Assignment: Output the full listing exactly.

Data shown:
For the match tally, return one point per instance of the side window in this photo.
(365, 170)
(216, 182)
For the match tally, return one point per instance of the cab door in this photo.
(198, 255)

Task response:
For the match tally, return one point per instance of the side window in this photo.
(365, 170)
(216, 182)
For the match tally, return one point per instance of the cab door in this photo.
(198, 255)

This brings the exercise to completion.